* Document extract
#####
His most famous couplet is on the ineffable paradox of life – and death: “Ab to ghabra ke ye kahte hai ke mar jaayenge/Mar ke bhi chain na paaya to kidhar jaayenge”, while another famous ghazal, immortalised by both K.L. Saigal and Begum Akhtar, is the one beginning: “Layi hayat aaye qaza le chali chale/ Na apni khushi aaye na apni khushi chale” – and what could be a more poetic expression of Existentialism.

These are among the few surviving examples of the corpus of Sheikh Muhammad Ibrahim ‘Zauq’ (1789-1854), the most popular poet in an era which boasted Ghalib, Momin, Shefta, Azurda and the poet-emperor Bahadur Shah ‘Zafar’ himself among many others.

The son of an ordinary soldier who educated himself to rise to poet laureate at the imperial court when just a teenager, the poetic preceptor to the emperor himself and was titled “Khaqani-e-Hind” after the fabled 12th century Persian poet, ‘Zauq’s fame has unfortunately dissipated after him. But circumstances were against him – as the emperor’s Ustad meant he never had enough time for his own work, of which a major segment was anyway lost in turmoil Delhi went through in 1857. Contemporary accounts also played a part – while film “Mirza Ghalib” was ambivalent, the TV serial on Urdu poetry’s most recognised poet was slightly more partisan in favour of its hero, who is shown thinking aloud in one scene, that poetry should not merely be esteemed on the basis of usage of wordplay, polished language and skilled rhyming, but on content and style – as exemplified in his own oeuvre!

But even if only the second of his ghazals cited above had survived, it would have been enough to cement his reputation. Succeeding couplets, including those not featured in Saigal and the Begum’s renditions, go: “Behtar to hai yehi ke na duniya se dil lage/Par kya karen jo kaam na bedillagi chale”, “Ho umr-e-Khizr bhi to kahenge ba vaqt-e-marg/Ham kya rahe yahaan abhi aaye abhi chale”, and “Naazaan na ho khirad pe jo hona hai vo hi ho/Daanish teri na kuchh meri daanishvari chale”.

Most superlative are the last two deeply imbued in a pessimistic resignation: “Duniya ne kis ka raah-e-fanaa mein diya hai saath/Tum bhi chale chalo yun hi jab tak chali chale” and “Jati havaa-e-shauq mein hai is chaman se ‘Zauq’/Apni bala se baad-e-saba kahi chale”.

The ghazal seems a primer for a contemplative soul – and we can only bemoan other gems lost in ‘Zauq’s unpublished work!

(15.11.2015 – Vikas Datta is an Associate Editor at IANS. The views expressed are personal. He can be contacted at vikas.d@ians.in)

Bagpipes at dawn and other challenges for Scottish soldiers (Column: Bookends XCI)

 (12:36) 

Can a story about soldiers in peacetime be of any interest for an ordinary reader? What attraction could a fairly predictable routine of a regimented life, with repetitive tasks and drills under stern discipline, have for civillians? But remember “Humour in Uniform” in “Reader’s Digest”?

Soldiers too can find themselves facing situations for which no training or manual can prepare them – this young officer is tasked to manage a football team, change a baby’s nappies, guard a haunted fort, defend regimental honour in a general knowledge quiz, and have the dirtiest soldier in the world under him.
#####
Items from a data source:

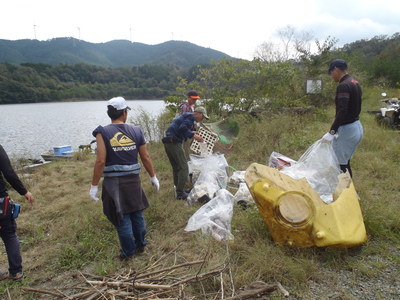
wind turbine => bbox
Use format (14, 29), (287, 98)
(33, 23), (37, 40)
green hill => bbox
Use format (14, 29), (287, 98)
(0, 38), (229, 68)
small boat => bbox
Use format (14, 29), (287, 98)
(41, 145), (74, 161)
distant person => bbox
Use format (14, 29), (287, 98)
(323, 59), (363, 176)
(162, 106), (209, 200)
(89, 97), (160, 260)
(179, 90), (200, 115)
(0, 145), (34, 280)
(179, 90), (200, 161)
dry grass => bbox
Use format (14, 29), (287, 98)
(0, 85), (400, 299)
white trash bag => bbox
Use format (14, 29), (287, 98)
(281, 139), (341, 204)
(187, 154), (228, 205)
(185, 189), (234, 241)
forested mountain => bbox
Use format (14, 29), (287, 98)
(0, 38), (229, 68)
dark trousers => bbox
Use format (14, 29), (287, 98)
(0, 218), (22, 275)
(164, 143), (189, 194)
(116, 210), (147, 257)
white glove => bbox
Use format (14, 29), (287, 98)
(150, 176), (160, 191)
(322, 132), (335, 142)
(89, 185), (99, 201)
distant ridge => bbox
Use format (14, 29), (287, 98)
(0, 38), (231, 68)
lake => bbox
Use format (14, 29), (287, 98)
(0, 100), (165, 158)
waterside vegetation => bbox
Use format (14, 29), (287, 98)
(0, 87), (400, 299)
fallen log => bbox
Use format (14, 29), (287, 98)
(86, 280), (172, 290)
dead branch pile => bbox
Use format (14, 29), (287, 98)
(23, 245), (290, 300)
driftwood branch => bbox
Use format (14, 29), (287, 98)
(22, 288), (65, 298)
(225, 281), (289, 300)
(86, 280), (171, 290)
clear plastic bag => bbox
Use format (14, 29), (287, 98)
(228, 171), (246, 188)
(185, 189), (234, 241)
(187, 154), (228, 205)
(281, 139), (341, 203)
(234, 182), (255, 205)
(268, 152), (296, 170)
#####
* Things to do
**1)** Set down the part of the column excerpt running from "His most famous" down to "among many others.", word for word.
**2)** Resume the column excerpt, picking up right after its final sentence.

* Expected results
**1)**
His most famous couplet is on the ineffable paradox of life – and death: “Ab to ghabra ke ye kahte hai ke mar jaayenge/Mar ke bhi chain na paaya to kidhar jaayenge”, while another famous ghazal, immortalised by both K.L. Saigal and Begum Akhtar, is the one beginning: “Layi hayat aaye qaza le chali chale/ Na apni khushi aaye na apni khushi chale” – and what could be a more poetic expression of Existentialism.

These are among the few surviving examples of the corpus of Sheikh Muhammad Ibrahim ‘Zauq’ (1789-1854), the most popular poet in an era which boasted Ghalib, Momin, Shefta, Azurda and the poet-emperor Bahadur Shah ‘Zafar’ himself among many others.

**2)**
All this – and much more – was the lot of author George MacDonald Fraser, who was commissioned as an officer towards close of the Second World War (after serving in the ranks during the Burma campaign). And luckily for us, he thought it would make for some good stories.

Even as the first installments of his eventually most famous work were appearing – the Flashman series about a cowardly, lecherous anti-hero in various trouble spots throughout the 19th century – Fraser also penned a collection of “fictionalised” stories of life in a Highland regiment.

“The General Danced at Dawn” (1970) has many unforgettable characters – the apparently easy-going but perceptive colonel, the effervescent adjutant, the pessimistic padre, the meticulous sergeant-major, and so on. Fraser appears as Dand McNeill (a play on regimental motto “Bydand” or standfast in Gaelic), while others also appear under different names.

“Monsoon Selection Board” details his torturous route to officerhood and efforts to fit in his new regiment, posted in Libya, in “Silence in the Ranks” – which also introduces the dirtiest soldier – Pvt. J. McAuslan: ” … he lurched into my office (even in his best tunic and tartan he looked like a fugitive from Culloden who had been hiding in a peat bog) …”

Among the funniest are “Play Up, Play Up and Get Tore In” where MacNeill, shepherding the battalion football team around the Mediterranean, has to deal with a naval officer gambling heavily on the team including with official funds, “The General Danced at Dawn”, where a general on inspection likes their Highland dancing, joins in and attempts to set a record – for which, by dawn, are drawn in the neighbouring Fusiliers, military policemen, an Italian cafe proprietor, a few Senussi tribesmen, and three German prisoners of war, “Night Run to Palestine” about commanding an overnight troop train to strife-hit Jerusalem, and not only having to look out for Zionist saboteurs but also interfering seniors, women auxilliaries, a chaplain worried about morals, an army wife with twins and an Arab Legion soldier who locks himself in the toilet (as MacNeill learns on coming across a small group singing “Oh Dear What Can the Matter Be?” outside) and “McAuslan’s Court-Martial” – a study in inspired, clever advocacy – while the presiding officer finds the abuses very interesting!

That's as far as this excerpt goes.